• Exercise aim
Reproduce the entries verbatim from the first line through the line containing "Give the mask of every instance of the ear.", including that line.

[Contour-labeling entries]
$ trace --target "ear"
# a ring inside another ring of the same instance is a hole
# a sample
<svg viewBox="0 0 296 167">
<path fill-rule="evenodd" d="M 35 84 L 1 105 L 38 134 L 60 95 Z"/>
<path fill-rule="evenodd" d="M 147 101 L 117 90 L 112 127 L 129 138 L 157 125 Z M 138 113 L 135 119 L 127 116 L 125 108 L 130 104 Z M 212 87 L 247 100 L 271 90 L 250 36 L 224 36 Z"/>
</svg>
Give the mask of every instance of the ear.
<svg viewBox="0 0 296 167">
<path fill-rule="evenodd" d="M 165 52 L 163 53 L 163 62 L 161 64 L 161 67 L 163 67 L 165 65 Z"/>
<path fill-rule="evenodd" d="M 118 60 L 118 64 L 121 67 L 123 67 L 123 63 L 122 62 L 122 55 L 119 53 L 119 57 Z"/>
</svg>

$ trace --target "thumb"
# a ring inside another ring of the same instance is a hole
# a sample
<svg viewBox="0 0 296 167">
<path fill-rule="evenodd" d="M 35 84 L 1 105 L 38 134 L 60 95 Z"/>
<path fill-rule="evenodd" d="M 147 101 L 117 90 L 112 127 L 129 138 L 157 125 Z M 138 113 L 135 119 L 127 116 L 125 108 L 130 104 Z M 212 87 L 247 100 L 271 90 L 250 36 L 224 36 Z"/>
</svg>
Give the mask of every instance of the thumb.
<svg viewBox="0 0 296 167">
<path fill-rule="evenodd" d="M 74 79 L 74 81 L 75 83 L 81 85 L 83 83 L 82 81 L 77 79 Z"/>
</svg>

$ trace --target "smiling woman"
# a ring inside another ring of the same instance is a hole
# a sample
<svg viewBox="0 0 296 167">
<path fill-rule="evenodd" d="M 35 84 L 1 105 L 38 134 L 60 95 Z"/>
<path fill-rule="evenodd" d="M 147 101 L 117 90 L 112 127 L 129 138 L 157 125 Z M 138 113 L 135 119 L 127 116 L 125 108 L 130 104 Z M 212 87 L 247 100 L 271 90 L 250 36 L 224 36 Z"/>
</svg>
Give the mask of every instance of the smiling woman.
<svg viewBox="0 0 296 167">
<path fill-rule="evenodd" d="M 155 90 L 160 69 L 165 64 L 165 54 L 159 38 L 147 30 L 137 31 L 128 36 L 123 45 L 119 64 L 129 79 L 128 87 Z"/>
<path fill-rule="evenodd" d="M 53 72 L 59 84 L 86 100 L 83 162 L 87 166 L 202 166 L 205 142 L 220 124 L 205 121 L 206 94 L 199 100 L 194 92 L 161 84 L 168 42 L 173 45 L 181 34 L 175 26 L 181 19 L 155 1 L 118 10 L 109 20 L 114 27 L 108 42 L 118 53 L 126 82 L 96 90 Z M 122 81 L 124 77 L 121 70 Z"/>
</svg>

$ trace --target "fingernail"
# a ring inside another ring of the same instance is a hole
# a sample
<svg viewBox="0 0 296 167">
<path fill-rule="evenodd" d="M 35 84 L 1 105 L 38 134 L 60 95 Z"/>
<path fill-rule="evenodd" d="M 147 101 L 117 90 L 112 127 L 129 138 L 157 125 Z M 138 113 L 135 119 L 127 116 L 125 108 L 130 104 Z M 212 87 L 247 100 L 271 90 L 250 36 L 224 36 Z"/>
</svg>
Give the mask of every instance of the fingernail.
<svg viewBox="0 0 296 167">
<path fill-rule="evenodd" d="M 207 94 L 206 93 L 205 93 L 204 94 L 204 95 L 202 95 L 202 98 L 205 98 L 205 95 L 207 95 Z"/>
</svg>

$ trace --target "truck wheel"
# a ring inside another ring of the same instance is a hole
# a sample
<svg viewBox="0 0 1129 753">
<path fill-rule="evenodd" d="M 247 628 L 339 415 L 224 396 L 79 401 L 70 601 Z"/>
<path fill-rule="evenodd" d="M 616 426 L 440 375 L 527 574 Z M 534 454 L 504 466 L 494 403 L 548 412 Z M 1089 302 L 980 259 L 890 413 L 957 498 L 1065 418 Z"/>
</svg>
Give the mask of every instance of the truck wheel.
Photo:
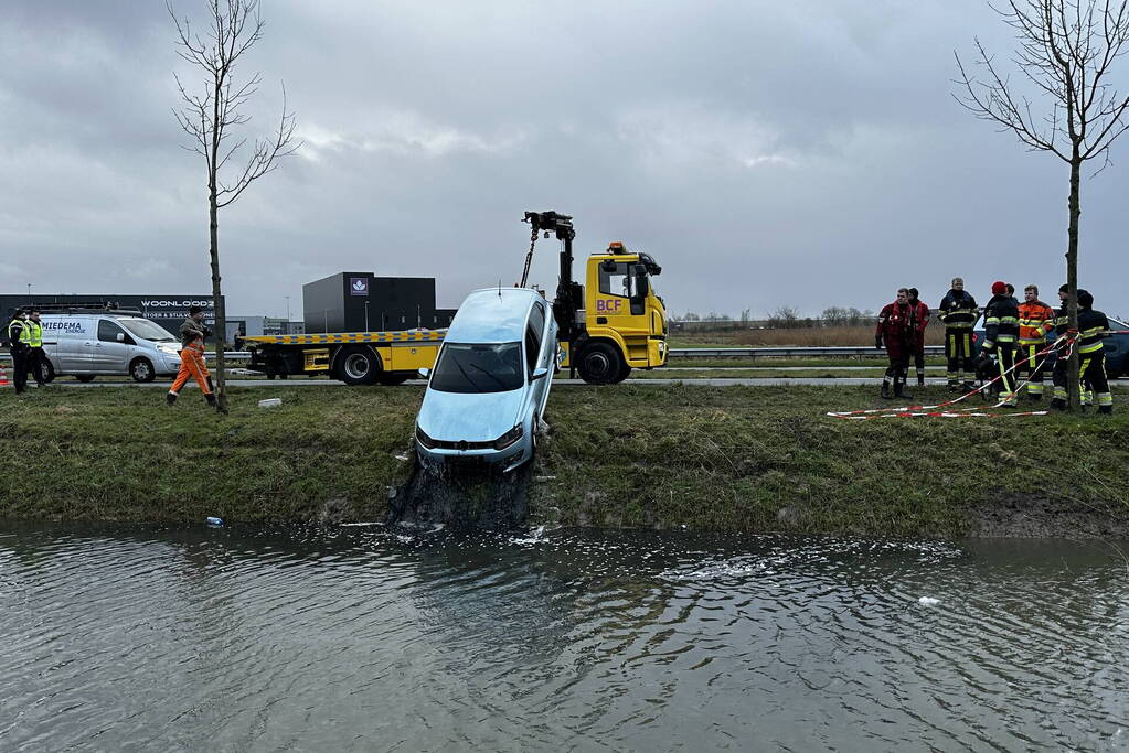
<svg viewBox="0 0 1129 753">
<path fill-rule="evenodd" d="M 55 381 L 55 365 L 51 363 L 50 358 L 40 361 L 40 380 L 44 383 Z"/>
<path fill-rule="evenodd" d="M 395 387 L 396 384 L 403 384 L 411 378 L 411 374 L 401 374 L 395 371 L 382 371 L 376 375 L 376 383 L 384 384 L 385 387 Z"/>
<path fill-rule="evenodd" d="M 623 358 L 611 343 L 596 342 L 580 354 L 580 379 L 589 384 L 614 384 L 623 371 Z"/>
<path fill-rule="evenodd" d="M 371 384 L 380 372 L 380 358 L 367 347 L 350 347 L 341 352 L 338 373 L 345 384 Z"/>
<path fill-rule="evenodd" d="M 134 382 L 151 382 L 157 372 L 152 367 L 149 358 L 133 358 L 130 363 L 130 376 Z"/>
</svg>

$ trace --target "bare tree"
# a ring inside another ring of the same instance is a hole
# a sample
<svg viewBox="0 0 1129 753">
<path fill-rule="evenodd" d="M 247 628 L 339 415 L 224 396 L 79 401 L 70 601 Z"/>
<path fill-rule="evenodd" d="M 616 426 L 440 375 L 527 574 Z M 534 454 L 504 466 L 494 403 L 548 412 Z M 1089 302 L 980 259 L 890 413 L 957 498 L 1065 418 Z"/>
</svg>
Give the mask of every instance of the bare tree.
<svg viewBox="0 0 1129 753">
<path fill-rule="evenodd" d="M 956 55 L 964 91 L 957 100 L 978 117 L 1012 131 L 1032 151 L 1050 152 L 1070 166 L 1066 275 L 1070 291 L 1070 328 L 1078 329 L 1078 218 L 1082 215 L 1082 165 L 1101 157 L 1129 129 L 1129 97 L 1111 86 L 1110 72 L 1127 52 L 1129 0 L 1006 0 L 992 6 L 1015 29 L 1018 50 L 1012 62 L 1040 107 L 1021 92 L 996 59 L 975 39 L 977 78 Z M 1036 114 L 1038 109 L 1038 114 Z M 1069 364 L 1070 409 L 1079 408 L 1078 352 Z"/>
<path fill-rule="evenodd" d="M 220 290 L 219 210 L 275 169 L 279 158 L 292 154 L 301 142 L 294 139 L 297 123 L 294 113 L 286 108 L 286 87 L 282 88 L 278 130 L 269 139 L 256 139 L 254 145 L 245 150 L 247 139 L 234 133 L 251 119 L 243 108 L 262 82 L 257 73 L 243 83 L 236 83 L 234 78 L 236 63 L 263 36 L 259 0 L 207 0 L 208 28 L 202 34 L 193 30 L 187 18 L 178 17 L 170 3 L 166 7 L 176 25 L 176 54 L 203 71 L 199 94 L 193 94 L 180 77 L 175 77 L 183 104 L 173 114 L 192 140 L 185 149 L 203 157 L 208 168 L 208 250 L 216 305 L 216 408 L 226 414 L 227 312 Z"/>
</svg>

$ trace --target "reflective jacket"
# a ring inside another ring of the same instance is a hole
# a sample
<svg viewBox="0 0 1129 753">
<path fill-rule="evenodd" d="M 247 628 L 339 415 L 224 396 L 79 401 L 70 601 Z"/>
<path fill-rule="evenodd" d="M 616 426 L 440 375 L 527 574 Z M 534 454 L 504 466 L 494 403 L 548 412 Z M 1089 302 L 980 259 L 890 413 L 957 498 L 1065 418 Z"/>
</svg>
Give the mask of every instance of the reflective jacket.
<svg viewBox="0 0 1129 753">
<path fill-rule="evenodd" d="M 27 344 L 32 347 L 43 347 L 43 325 L 28 319 L 24 322 L 24 331 L 27 333 Z"/>
<path fill-rule="evenodd" d="M 972 329 L 977 322 L 977 299 L 966 290 L 951 290 L 940 300 L 937 318 L 949 329 Z"/>
<path fill-rule="evenodd" d="M 1054 329 L 1056 315 L 1042 301 L 1024 301 L 1019 304 L 1019 344 L 1042 345 L 1047 333 Z"/>
<path fill-rule="evenodd" d="M 992 295 L 984 307 L 984 349 L 1010 345 L 1019 337 L 1019 307 L 1010 295 Z"/>
<path fill-rule="evenodd" d="M 12 319 L 8 322 L 8 345 L 14 348 L 27 346 L 27 322 L 23 319 Z"/>
<path fill-rule="evenodd" d="M 1101 311 L 1078 309 L 1078 353 L 1096 353 L 1104 345 L 1102 338 L 1110 329 L 1110 320 Z"/>
</svg>

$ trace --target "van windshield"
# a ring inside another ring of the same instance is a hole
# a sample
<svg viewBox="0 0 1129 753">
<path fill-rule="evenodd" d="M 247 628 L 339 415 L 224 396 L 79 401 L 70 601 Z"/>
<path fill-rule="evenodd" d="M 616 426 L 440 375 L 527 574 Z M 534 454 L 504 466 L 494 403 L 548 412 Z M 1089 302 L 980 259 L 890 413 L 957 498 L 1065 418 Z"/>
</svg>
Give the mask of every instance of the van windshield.
<svg viewBox="0 0 1129 753">
<path fill-rule="evenodd" d="M 440 392 L 508 392 L 524 383 L 519 343 L 447 343 L 431 374 Z"/>
<path fill-rule="evenodd" d="M 149 321 L 148 319 L 126 319 L 120 317 L 117 324 L 129 330 L 130 335 L 137 337 L 139 340 L 152 340 L 155 343 L 175 343 L 176 338 L 173 337 L 167 329 L 161 327 L 155 321 Z"/>
</svg>

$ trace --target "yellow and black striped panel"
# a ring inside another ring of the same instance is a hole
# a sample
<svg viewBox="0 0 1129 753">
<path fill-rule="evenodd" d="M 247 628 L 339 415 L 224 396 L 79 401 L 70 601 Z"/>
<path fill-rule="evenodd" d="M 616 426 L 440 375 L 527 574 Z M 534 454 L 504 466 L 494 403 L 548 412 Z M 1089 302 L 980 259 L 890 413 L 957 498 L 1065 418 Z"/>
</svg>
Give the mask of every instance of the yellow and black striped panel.
<svg viewBox="0 0 1129 753">
<path fill-rule="evenodd" d="M 432 329 L 422 333 L 330 333 L 327 335 L 259 335 L 242 338 L 246 343 L 265 343 L 268 345 L 347 345 L 350 343 L 371 343 L 374 345 L 395 345 L 397 343 L 441 343 L 447 336 L 446 329 Z"/>
</svg>

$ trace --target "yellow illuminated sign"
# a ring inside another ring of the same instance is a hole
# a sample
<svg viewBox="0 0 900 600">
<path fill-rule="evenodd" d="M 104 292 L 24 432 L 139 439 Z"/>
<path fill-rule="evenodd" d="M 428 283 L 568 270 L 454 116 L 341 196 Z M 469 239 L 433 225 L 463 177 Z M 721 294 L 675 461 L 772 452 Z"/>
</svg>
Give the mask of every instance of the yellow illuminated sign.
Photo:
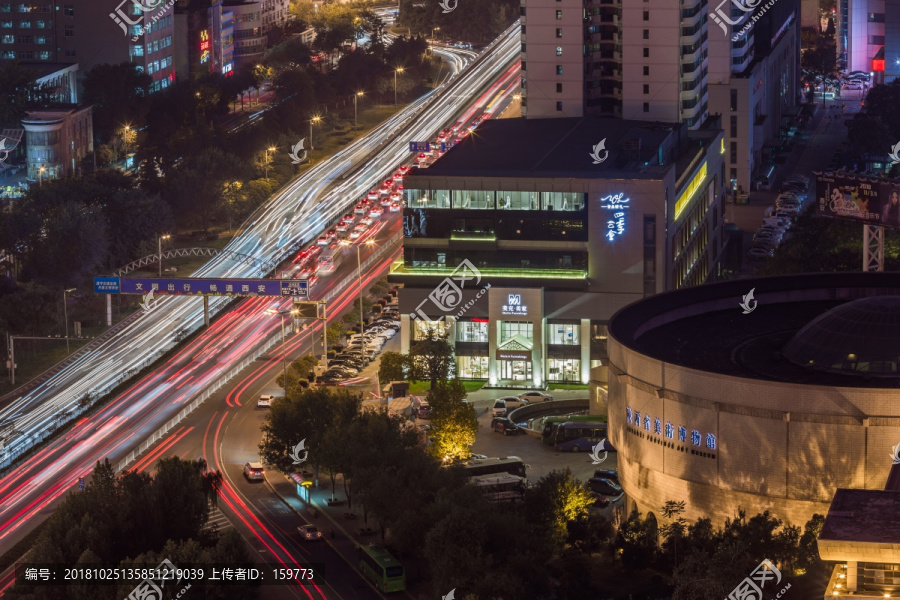
<svg viewBox="0 0 900 600">
<path fill-rule="evenodd" d="M 675 203 L 676 221 L 678 220 L 678 217 L 681 216 L 681 213 L 684 212 L 684 209 L 687 208 L 687 205 L 691 203 L 691 199 L 694 197 L 694 194 L 697 193 L 697 190 L 700 189 L 700 186 L 703 185 L 704 181 L 706 181 L 706 162 L 703 163 L 703 166 L 700 167 L 700 170 L 697 171 L 697 174 L 694 175 L 694 178 L 691 179 L 688 186 L 684 188 L 684 191 L 678 196 L 678 202 Z"/>
</svg>

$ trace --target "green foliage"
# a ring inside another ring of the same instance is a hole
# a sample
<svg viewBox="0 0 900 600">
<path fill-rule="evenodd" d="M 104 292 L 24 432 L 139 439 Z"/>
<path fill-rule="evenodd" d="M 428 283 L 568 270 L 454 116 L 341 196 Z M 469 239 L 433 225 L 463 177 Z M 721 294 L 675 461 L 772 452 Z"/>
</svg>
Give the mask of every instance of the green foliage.
<svg viewBox="0 0 900 600">
<path fill-rule="evenodd" d="M 475 408 L 466 404 L 466 388 L 459 381 L 438 381 L 425 399 L 431 405 L 432 444 L 429 452 L 440 460 L 468 458 L 478 433 Z"/>
<path fill-rule="evenodd" d="M 378 381 L 382 384 L 406 379 L 407 357 L 399 352 L 382 352 L 378 365 Z"/>
</svg>

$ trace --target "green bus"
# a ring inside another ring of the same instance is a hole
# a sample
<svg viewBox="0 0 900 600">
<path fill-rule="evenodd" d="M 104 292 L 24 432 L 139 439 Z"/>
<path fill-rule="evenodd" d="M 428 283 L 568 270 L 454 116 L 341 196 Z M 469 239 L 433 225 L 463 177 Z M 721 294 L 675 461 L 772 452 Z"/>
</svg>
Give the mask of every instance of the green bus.
<svg viewBox="0 0 900 600">
<path fill-rule="evenodd" d="M 402 592 L 406 589 L 403 565 L 384 546 L 359 546 L 359 569 L 382 592 Z"/>
<path fill-rule="evenodd" d="M 548 446 L 556 445 L 556 429 L 561 423 L 606 423 L 604 415 L 565 415 L 562 417 L 544 417 L 541 423 L 541 440 Z"/>
</svg>

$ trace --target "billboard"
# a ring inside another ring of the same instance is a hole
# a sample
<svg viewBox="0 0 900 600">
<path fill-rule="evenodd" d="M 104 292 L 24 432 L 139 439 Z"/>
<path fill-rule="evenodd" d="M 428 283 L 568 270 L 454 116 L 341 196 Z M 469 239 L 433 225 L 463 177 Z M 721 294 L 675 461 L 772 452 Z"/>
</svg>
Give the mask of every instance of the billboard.
<svg viewBox="0 0 900 600">
<path fill-rule="evenodd" d="M 309 298 L 309 280 L 95 277 L 94 291 L 98 294 L 143 295 L 153 291 L 176 296 L 291 296 L 306 299 Z"/>
<path fill-rule="evenodd" d="M 900 229 L 900 182 L 816 173 L 816 214 Z"/>
</svg>

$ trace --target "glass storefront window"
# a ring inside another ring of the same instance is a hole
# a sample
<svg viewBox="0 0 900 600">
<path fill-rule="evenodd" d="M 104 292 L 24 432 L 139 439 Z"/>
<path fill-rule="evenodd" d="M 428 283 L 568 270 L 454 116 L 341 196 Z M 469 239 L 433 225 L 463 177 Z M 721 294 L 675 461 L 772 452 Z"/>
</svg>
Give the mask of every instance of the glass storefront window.
<svg viewBox="0 0 900 600">
<path fill-rule="evenodd" d="M 581 361 L 577 358 L 551 358 L 547 371 L 550 381 L 581 382 Z"/>
<path fill-rule="evenodd" d="M 487 323 L 477 321 L 459 321 L 456 324 L 456 341 L 486 344 L 488 341 L 487 326 Z"/>
<path fill-rule="evenodd" d="M 531 321 L 501 321 L 500 322 L 500 343 L 516 335 L 520 335 L 527 340 L 534 339 L 534 324 Z"/>
<path fill-rule="evenodd" d="M 548 323 L 547 343 L 578 346 L 581 344 L 581 325 Z"/>
<path fill-rule="evenodd" d="M 461 379 L 487 379 L 487 356 L 457 356 L 456 373 Z"/>
</svg>

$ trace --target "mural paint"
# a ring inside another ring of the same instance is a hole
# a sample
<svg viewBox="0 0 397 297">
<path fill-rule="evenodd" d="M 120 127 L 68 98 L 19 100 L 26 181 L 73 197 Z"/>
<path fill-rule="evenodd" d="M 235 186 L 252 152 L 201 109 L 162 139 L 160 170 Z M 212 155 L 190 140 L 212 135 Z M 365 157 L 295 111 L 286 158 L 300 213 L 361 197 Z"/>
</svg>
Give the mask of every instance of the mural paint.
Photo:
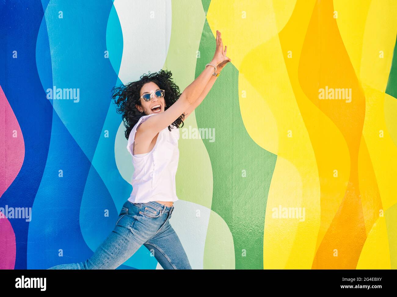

• Final result
$ trace --target "ear"
# a ring inside another ring of the same instance is a hole
# a sample
<svg viewBox="0 0 296 167">
<path fill-rule="evenodd" d="M 35 84 L 1 105 L 38 134 L 60 95 Z"/>
<path fill-rule="evenodd" d="M 147 101 L 117 90 L 112 127 L 129 138 L 157 125 Z M 138 113 L 135 119 L 127 116 L 125 108 L 130 104 Z M 212 87 L 247 100 L 271 90 L 250 36 L 224 36 Z"/>
</svg>
Give the mask of every instance of the ear.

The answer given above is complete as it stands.